**EXTRACTED TEXT**
"David B. Held" <dheld@codelogicconsulting.com> wrote in message news:cvu3uj$mrk$1@sea.gmane.org...
It sounds to me like you are not considering the general case where a given node can have K keys and N children. Now typically, K = 1, which is why I made it the default in the sample code. That is what you are talking about. But for a Btree, you often have K = N - 1. That is, each node contains K "objects" or "keys", and N children. Yes, you could provide a single iterator type that iterates over keys both *within* a node and *among* nodes, but it would be a fat iterator (at least algorithmically, if not structurally). I think a better decomposition is to recognize that for trees with large aggregate nodes, the fundamental operations are to access the keys within the node, and access the children separately.

**STATED TASK A**
Decide whether each statement agrees with the message about tree iterators, answering yes or no and quoting the deciding words: (i) the sample code uses K = 1 as the default; (ii) for a Btree, K is often N + 1; (iii) the writer prefers one iterator that covers keys both within and among nodes.
**STATED TASK B**
Gather every line of the records below that contains the word "rocky".

**INPUT MATERIAL**
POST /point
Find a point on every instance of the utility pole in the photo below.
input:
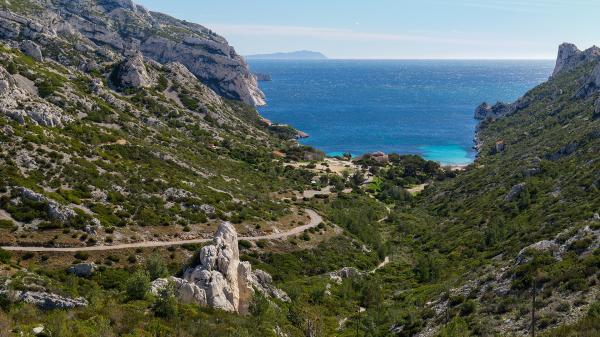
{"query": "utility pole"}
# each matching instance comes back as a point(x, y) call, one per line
point(357, 321)
point(533, 309)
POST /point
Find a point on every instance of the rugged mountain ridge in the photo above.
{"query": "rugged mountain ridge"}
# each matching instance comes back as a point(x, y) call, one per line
point(88, 33)
point(569, 58)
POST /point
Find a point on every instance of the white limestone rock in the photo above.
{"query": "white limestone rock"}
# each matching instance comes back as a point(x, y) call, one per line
point(32, 49)
point(221, 281)
point(132, 73)
point(83, 269)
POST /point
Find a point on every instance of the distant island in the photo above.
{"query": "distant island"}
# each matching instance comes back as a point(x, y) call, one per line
point(296, 55)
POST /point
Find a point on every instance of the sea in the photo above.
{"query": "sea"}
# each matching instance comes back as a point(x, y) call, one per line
point(420, 107)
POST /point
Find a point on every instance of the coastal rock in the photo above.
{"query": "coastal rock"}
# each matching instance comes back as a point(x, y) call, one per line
point(32, 49)
point(499, 109)
point(541, 246)
point(105, 29)
point(591, 84)
point(82, 269)
point(18, 103)
point(220, 280)
point(570, 57)
point(45, 300)
point(54, 209)
point(132, 73)
point(263, 77)
point(500, 146)
point(515, 191)
point(563, 151)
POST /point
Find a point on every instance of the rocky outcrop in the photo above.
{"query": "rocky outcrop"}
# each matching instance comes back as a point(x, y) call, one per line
point(263, 77)
point(570, 57)
point(515, 191)
point(220, 280)
point(20, 105)
point(55, 210)
point(132, 73)
point(83, 269)
point(560, 245)
point(344, 273)
point(563, 151)
point(45, 300)
point(500, 109)
point(109, 29)
point(32, 49)
point(591, 84)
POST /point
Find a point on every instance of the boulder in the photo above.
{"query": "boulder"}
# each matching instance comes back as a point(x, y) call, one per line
point(515, 191)
point(220, 280)
point(132, 73)
point(591, 84)
point(344, 273)
point(570, 57)
point(45, 300)
point(32, 49)
point(55, 210)
point(82, 269)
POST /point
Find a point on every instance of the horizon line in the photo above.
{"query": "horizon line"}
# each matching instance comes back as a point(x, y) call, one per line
point(404, 59)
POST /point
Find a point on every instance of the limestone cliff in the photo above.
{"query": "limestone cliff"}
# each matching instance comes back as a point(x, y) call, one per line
point(570, 57)
point(221, 280)
point(90, 33)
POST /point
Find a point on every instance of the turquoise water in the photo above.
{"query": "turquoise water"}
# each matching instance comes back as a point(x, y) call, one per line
point(417, 107)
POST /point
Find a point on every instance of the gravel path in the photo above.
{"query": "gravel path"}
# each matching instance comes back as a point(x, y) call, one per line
point(315, 220)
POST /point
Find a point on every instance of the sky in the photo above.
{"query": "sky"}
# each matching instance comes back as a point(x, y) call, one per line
point(396, 29)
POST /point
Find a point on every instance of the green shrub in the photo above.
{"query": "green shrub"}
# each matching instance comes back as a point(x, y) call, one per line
point(6, 224)
point(81, 256)
point(5, 256)
point(138, 285)
point(244, 244)
point(166, 302)
point(156, 266)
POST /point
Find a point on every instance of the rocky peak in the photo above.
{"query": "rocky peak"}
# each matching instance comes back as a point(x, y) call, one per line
point(105, 29)
point(110, 5)
point(221, 280)
point(132, 73)
point(570, 57)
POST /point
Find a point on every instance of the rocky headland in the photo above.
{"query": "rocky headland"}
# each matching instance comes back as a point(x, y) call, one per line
point(90, 33)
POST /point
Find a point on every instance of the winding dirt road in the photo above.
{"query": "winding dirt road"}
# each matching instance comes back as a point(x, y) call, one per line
point(315, 220)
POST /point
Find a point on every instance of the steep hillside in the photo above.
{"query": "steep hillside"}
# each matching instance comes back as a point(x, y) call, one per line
point(122, 128)
point(89, 33)
point(524, 216)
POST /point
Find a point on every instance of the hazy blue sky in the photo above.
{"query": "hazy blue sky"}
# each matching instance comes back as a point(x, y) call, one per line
point(396, 28)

**PROBLEM SOLUTION A**
(i) Yes: "Now typically, K = 1, which is why I made it the default in the sample code."
(ii) No: "But for a Btree, you often have K = N - 1."
(iii) No: "I think a better decomposition is to recognize that for trees with large aggregate nodes, the fundamental operations are to access the keys within the node, and access the children separately."

**PROBLEM SOLUTION B**
Find a point on every instance of the rocky outcrop in the photo above.
{"query": "rocky outcrop"}
Find a point on every instance of the rocky peak in the photo above.
{"query": "rocky peak"}
Find a point on every instance of the rocky headland in the photo above.
{"query": "rocky headland"}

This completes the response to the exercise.